Exercise text:

Segment Open

15A.4 In-flight icing hazard detection with dual and single polarimetric moments from operational NEXRADs

Friday, 20 September 2013: 9:15 AM
Colorado Ballroom (Peak 4, 3rd Floor) (Beaver Run Resort and Conference Center)
David J. Serke, NCAR, Boulder, CO; and S. Ellis, J. Hubbert, D. Albo, C. Johnston, C. Coy, and M. Politovich
Manuscript (255.7 kB)

The application of S-band weather radars to the detection of supercooled liquid aloft has historically not been an endeavor that shows significant skill. Returned power is heavily influenced by larger frozen particles and particle classification of supercooled liquid with gate-by-gate polarized moments tend to overlap with other particle species. NCAR has begun developing an algorithm for in-flight icing based on the detection with fuzzy logic of certain spatial patterns in the moment fields that had been previously noted in research flight campaign to be associated with the presence of supercooled liquid. The algorithm was first tested in 2011 with Colorado State University's frequently calibrated CHILL research radar and it was found that all of the 20 pilot reports of moderate or greater severity of in-flight icing collected during the field study had positive S-band icing warnings. In 2012, the algorithm was tested with operational NEXRAD input for 14 cases with moderate pilot-reported severity and 19 cases with no pilot-reported icing in the accompanying radar volume. The study found a two-fold increase in radar volume warned as containing no icing when in the presence of a pilot report of no icing, and a three-fold increase in radar volume warned as containing positive icing when in the presence of a pilot report of moderate icing severity. For this study, the existing S-band codebase was mirrored in two parallel streams; one based on the dual-polarization moment inputs and the other with all reliance on dual-polarization inputs stripped out. The purpose of this work was to examine the benefits to having dual-polarization in detecting in-flight icing hazard from S-band radar. Case studies from different icing weather scenarios were analyzed and quantified in order to evaluate improvements in icing diagnosis from dual-polarization and further establish the feasability of using operational NEXRAD for this purpose.

Segment Closed

Raw data:
Segment Open

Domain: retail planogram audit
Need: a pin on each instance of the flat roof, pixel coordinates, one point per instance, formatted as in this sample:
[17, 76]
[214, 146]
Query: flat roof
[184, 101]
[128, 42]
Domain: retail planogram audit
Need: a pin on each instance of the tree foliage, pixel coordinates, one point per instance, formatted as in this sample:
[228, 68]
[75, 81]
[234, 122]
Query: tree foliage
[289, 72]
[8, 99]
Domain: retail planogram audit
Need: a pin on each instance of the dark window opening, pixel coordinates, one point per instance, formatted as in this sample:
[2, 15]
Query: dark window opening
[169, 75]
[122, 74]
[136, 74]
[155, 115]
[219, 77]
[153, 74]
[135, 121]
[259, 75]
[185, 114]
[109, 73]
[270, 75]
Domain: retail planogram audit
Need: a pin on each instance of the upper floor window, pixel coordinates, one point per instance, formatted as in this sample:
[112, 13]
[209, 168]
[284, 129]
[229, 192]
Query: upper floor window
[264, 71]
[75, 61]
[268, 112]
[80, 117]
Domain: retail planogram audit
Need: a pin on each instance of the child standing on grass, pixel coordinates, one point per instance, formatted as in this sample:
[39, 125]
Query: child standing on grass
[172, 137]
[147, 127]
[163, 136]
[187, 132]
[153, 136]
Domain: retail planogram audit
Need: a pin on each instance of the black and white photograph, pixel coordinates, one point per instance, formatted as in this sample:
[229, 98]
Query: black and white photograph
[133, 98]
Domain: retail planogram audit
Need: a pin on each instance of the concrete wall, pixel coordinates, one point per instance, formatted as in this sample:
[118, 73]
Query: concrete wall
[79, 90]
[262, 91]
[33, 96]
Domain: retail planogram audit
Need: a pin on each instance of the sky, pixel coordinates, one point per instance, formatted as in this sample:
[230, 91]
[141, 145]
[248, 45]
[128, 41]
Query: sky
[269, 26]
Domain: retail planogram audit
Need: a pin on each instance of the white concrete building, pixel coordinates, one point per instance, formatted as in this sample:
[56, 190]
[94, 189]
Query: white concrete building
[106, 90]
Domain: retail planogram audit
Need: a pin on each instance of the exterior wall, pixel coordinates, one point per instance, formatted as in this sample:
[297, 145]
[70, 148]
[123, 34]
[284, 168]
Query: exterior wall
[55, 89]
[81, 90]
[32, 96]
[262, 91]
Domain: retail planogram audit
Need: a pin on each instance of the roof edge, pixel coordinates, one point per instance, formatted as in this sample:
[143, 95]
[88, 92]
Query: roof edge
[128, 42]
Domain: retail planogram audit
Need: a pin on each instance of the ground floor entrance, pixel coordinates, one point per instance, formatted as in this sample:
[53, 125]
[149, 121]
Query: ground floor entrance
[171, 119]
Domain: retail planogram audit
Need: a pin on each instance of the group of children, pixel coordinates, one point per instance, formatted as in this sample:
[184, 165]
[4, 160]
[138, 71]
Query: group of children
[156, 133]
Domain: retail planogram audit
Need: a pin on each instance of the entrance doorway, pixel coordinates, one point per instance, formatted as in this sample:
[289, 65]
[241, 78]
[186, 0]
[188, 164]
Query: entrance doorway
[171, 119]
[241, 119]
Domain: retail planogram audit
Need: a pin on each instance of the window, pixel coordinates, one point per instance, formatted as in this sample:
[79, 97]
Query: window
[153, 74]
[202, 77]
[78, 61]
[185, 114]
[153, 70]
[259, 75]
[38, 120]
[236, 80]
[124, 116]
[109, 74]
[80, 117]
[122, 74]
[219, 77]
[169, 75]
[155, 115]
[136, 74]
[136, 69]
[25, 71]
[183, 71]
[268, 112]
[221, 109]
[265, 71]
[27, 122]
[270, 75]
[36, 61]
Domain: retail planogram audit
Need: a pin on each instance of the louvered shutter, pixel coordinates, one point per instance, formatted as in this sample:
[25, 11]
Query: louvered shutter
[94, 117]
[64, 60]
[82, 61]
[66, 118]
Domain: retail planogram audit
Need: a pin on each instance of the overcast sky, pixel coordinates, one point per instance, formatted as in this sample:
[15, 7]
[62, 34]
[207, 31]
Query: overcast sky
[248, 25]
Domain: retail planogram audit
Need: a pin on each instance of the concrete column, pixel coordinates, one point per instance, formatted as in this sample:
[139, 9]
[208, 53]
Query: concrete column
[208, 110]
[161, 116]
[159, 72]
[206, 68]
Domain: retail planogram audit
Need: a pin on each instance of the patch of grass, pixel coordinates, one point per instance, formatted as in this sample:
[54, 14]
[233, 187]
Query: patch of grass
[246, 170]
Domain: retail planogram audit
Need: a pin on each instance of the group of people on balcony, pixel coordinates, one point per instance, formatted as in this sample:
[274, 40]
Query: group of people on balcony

Segment Closed

Instructions:
- 1) List every person named as an author of the NEXRAD icing abstract.
- 2) Set down the stretch of the NEXRAD icing abstract from "15A.4 In-flight icing" through "and Conference Center)", word for word.

Numbered responses:
- 1) David J. Serke, S. Ellis, J. Hubbert, D. Albo, C. Johnston, C. Coy, M. Politovich

- 2)
15A.4 In-flight icing hazard detection with dual and single polarimetric moments from operational NEXRADs

Friday, 20 September 2013: 9:15 AM
Colorado Ballroom (Peak 4, 3rd Floor) (Beaver Run Resort and Conference Center)